───── Excerpted records
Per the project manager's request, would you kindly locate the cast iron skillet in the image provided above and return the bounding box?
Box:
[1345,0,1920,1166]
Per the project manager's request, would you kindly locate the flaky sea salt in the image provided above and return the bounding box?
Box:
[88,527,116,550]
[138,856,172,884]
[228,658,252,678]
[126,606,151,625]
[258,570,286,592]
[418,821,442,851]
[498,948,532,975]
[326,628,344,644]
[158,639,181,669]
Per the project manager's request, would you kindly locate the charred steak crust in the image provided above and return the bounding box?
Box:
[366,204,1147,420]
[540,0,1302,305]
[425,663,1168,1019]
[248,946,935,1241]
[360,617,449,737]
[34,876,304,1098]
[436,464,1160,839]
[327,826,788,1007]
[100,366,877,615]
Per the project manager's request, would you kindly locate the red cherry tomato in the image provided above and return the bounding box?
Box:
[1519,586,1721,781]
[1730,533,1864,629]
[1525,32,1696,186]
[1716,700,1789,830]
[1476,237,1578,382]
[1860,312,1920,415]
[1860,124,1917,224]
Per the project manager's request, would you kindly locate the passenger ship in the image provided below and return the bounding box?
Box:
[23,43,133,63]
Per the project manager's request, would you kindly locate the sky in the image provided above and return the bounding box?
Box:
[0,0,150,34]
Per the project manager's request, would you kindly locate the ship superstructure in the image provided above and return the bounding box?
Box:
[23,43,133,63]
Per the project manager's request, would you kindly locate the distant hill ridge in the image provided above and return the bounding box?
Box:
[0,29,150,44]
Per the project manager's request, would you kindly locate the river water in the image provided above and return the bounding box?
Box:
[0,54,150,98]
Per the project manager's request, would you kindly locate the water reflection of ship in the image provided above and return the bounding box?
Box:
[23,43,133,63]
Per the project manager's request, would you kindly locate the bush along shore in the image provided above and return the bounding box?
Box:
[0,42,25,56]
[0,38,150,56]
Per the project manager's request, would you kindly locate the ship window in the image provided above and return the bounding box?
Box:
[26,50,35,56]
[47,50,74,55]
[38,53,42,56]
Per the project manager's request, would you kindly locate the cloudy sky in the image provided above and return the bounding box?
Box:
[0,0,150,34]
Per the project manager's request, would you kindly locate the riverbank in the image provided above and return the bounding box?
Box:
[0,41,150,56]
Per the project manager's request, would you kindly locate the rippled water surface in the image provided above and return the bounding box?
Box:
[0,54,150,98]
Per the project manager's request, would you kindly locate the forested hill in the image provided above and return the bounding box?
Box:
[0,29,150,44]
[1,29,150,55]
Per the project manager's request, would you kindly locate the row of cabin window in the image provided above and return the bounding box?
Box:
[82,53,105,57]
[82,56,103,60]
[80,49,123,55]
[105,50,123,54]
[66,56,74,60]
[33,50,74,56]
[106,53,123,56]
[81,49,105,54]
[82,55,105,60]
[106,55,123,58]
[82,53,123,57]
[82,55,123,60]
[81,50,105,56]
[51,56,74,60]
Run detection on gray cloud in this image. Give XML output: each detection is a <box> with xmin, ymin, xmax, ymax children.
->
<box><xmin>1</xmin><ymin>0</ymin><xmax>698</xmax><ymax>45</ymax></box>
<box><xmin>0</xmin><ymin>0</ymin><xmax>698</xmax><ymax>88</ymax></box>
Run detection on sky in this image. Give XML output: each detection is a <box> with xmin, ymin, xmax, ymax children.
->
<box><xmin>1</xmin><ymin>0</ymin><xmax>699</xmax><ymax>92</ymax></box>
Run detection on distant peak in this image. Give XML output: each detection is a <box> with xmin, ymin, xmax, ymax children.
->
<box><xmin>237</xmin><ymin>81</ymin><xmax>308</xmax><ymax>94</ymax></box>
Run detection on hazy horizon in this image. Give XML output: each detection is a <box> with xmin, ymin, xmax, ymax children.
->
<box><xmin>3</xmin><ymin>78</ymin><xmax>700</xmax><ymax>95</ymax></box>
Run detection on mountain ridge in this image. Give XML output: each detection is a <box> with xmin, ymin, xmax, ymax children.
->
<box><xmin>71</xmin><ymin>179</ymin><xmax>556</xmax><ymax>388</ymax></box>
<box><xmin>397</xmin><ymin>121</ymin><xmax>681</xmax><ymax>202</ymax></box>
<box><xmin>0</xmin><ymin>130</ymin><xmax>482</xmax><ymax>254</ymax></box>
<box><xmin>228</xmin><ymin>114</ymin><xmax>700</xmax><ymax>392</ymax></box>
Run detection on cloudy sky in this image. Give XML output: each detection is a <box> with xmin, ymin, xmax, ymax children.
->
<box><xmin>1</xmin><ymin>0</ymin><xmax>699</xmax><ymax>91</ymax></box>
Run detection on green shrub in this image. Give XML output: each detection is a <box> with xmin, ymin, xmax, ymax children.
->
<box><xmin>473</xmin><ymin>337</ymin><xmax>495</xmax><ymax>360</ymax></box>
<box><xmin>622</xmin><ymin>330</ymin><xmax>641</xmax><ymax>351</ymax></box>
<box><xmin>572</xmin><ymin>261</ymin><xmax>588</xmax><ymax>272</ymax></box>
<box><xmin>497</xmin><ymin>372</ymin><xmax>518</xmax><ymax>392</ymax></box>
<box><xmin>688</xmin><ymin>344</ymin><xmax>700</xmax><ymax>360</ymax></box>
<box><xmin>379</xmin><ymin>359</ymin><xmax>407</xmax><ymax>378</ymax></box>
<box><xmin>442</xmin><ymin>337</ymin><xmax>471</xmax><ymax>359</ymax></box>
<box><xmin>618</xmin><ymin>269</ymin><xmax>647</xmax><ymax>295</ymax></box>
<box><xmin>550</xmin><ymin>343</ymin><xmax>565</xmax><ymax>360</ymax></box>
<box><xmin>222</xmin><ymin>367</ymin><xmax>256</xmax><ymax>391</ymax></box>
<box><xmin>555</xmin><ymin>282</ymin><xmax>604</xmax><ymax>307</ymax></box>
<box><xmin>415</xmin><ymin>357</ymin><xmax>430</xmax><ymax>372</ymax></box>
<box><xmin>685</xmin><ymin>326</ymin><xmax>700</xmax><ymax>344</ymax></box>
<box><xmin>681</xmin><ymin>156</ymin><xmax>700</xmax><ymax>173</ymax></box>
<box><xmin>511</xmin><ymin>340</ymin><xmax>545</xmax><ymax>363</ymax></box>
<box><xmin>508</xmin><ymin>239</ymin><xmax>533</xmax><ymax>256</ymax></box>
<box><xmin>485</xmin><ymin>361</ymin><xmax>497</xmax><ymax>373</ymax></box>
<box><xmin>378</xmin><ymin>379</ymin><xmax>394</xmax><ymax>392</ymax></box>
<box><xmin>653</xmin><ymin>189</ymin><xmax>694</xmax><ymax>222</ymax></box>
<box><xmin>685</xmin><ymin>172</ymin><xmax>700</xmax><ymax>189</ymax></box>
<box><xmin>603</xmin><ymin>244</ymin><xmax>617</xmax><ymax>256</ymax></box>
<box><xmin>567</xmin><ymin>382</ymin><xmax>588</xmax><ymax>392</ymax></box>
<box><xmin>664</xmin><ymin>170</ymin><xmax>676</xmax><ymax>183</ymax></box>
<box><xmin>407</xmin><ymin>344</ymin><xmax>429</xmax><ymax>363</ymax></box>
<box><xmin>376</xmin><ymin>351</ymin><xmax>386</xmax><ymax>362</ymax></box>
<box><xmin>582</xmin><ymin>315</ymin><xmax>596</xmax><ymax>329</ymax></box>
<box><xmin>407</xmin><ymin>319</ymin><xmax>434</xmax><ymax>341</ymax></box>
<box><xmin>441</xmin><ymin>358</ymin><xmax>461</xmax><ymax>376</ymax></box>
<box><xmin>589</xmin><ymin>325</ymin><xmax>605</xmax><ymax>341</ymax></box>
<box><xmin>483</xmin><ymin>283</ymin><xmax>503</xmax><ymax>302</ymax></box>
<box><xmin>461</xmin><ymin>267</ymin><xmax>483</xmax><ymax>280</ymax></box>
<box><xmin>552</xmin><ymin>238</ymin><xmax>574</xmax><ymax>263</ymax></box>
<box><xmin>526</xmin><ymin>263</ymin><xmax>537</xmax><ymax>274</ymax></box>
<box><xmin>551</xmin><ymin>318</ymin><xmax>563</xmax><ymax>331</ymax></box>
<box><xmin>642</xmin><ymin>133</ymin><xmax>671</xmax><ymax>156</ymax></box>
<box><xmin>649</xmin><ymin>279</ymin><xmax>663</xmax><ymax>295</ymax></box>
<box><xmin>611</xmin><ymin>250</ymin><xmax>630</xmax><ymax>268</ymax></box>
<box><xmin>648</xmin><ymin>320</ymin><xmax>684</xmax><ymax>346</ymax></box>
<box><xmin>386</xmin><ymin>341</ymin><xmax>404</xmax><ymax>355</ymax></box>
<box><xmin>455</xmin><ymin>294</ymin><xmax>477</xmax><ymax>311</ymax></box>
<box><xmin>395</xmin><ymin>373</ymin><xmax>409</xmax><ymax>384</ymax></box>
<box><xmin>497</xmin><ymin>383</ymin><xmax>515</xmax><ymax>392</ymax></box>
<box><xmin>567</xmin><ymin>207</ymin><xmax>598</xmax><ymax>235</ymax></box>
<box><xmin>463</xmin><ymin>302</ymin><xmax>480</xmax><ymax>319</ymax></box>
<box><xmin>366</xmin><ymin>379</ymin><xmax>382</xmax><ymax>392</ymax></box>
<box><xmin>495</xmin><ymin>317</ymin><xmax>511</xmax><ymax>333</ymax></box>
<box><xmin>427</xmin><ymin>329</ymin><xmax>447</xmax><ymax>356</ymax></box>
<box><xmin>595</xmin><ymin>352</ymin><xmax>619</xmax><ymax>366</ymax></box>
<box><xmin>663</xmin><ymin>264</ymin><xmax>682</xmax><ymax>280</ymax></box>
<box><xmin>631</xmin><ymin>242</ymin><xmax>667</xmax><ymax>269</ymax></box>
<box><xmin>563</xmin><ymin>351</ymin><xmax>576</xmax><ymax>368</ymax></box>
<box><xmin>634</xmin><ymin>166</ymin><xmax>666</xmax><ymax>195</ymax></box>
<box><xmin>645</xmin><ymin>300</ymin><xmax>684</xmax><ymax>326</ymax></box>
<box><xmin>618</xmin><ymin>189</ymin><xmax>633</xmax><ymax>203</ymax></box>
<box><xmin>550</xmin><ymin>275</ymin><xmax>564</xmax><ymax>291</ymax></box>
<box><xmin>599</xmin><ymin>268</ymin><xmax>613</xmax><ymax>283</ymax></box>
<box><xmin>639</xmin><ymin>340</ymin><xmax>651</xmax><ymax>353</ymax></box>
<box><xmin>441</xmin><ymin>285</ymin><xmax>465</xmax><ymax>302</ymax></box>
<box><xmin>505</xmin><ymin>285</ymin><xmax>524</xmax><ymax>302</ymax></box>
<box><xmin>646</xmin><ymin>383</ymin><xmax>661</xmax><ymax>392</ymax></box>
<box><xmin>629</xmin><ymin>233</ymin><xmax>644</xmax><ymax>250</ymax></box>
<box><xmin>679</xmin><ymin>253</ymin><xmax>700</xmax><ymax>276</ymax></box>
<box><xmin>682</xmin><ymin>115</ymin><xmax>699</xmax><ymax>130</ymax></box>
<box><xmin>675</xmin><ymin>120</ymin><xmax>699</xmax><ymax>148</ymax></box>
──────────
_Aim of the exercise_
Which lines above contain the word "Give"? Show each of them.

_Expected output_
Run detection on gray cloud in this image. Give XML output: each detection is a <box> with xmin, ymin, xmax, ymax children.
Run detection on sky in this image. Give XML output: each detection is a <box> with xmin, ymin, xmax, ymax children.
Run detection on distant peak in this image. Give XML output: each detection is a <box> with xmin, ymin, xmax, ymax children.
Run detection on hazy horizon in this image. Give XML output: each detection is a <box> with xmin, ymin, xmax, ymax children.
Run detection on mountain ridge in this image. Give XML output: each detection is a <box> with xmin, ymin, xmax, ymax children.
Run detection on cloudy sky in this image. Give XML output: each detection is a <box> with xmin, ymin, xmax, ymax children.
Run detection on green shrub in this image. Give XML output: each detection is a <box> with xmin, ymin, xmax, ymax children.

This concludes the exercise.